==== Material supplied ====

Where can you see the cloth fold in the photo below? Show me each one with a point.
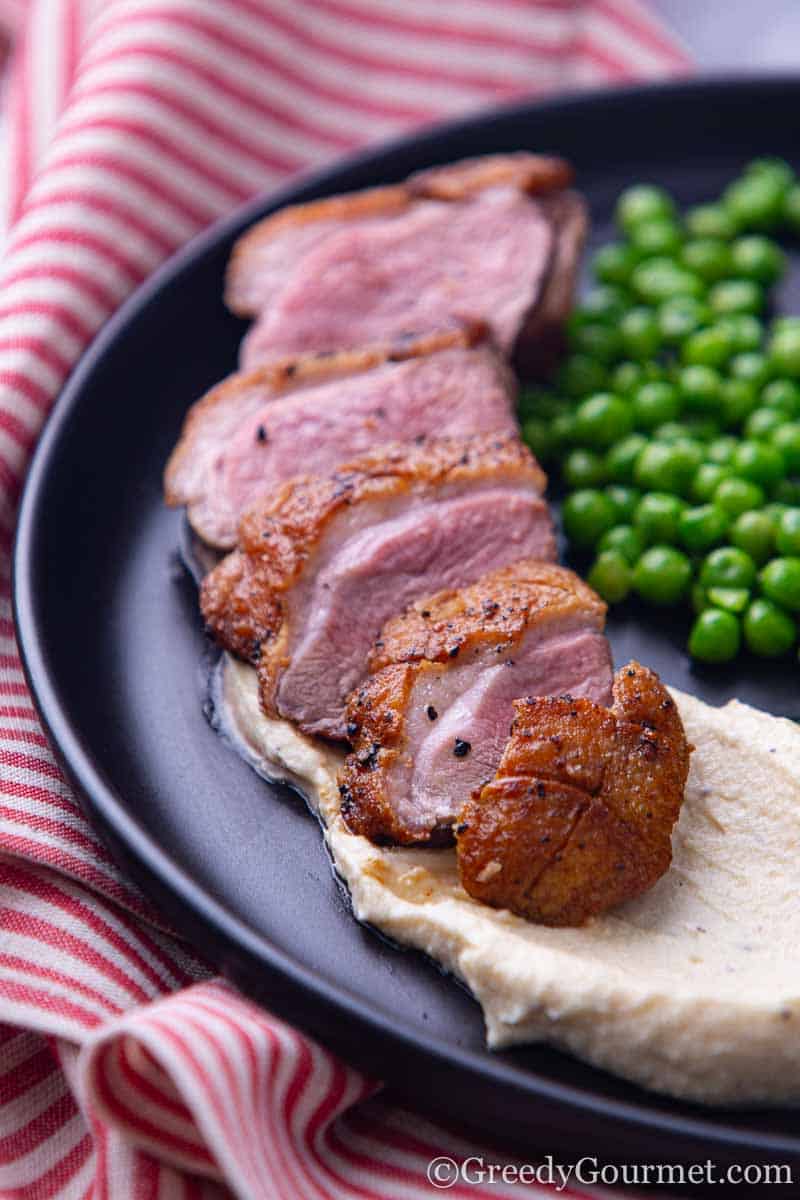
(126, 126)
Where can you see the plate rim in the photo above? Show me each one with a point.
(107, 807)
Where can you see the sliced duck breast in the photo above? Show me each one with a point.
(262, 427)
(474, 240)
(431, 721)
(579, 815)
(264, 258)
(323, 564)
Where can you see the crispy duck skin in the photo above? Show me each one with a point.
(527, 623)
(579, 815)
(277, 240)
(246, 600)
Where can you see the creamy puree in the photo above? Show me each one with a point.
(692, 990)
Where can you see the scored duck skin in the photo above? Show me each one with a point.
(579, 815)
(247, 436)
(475, 240)
(323, 564)
(431, 721)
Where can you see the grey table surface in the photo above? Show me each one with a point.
(735, 35)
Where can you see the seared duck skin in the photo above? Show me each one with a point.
(579, 815)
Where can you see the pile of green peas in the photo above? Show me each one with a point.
(674, 418)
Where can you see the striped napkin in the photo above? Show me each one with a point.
(126, 1069)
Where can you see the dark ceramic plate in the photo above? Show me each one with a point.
(118, 661)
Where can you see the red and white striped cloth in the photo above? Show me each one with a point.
(126, 1071)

====

# Your goal
Go through the entries above and write them out again exactly, images left behind.

# Result for this exercise
Where can you see the cloth fold in the photo below? Show me each one with a point.
(126, 126)
Where can you see the plate rim in the photo above? Show me each one with a point.
(107, 807)
Where can you see the sliced duck breast in the photo above? Show me each one with a point.
(262, 427)
(474, 240)
(431, 721)
(579, 815)
(264, 258)
(323, 564)
Where can you see the crispy duck skin in the photo above? Show me each one with a point.
(527, 623)
(579, 815)
(277, 240)
(246, 600)
Where can you see the creamy puree in the photo above? Show me each one with a point.
(692, 990)
Where can you see the scored duck skin in the photo above? Show me each one with a point.
(579, 815)
(247, 436)
(475, 240)
(323, 564)
(431, 721)
Where can you see the grey table surface in the photo above? Show me each one with a point.
(735, 35)
Where can you see the seared duck skin in the photo above? Show me each one with a point.
(579, 815)
Where can you see the pile of green peas in the photo above? Show me each one with a point.
(674, 418)
Where can you see the striped napkin in the photo above? Show me each one with a point.
(126, 1069)
Where can you see the dark ceramic plate in the photo above? Show me each one with a point.
(118, 661)
Where can you see the red and white striped cloth in the photo above? Show me each one with a point.
(126, 1071)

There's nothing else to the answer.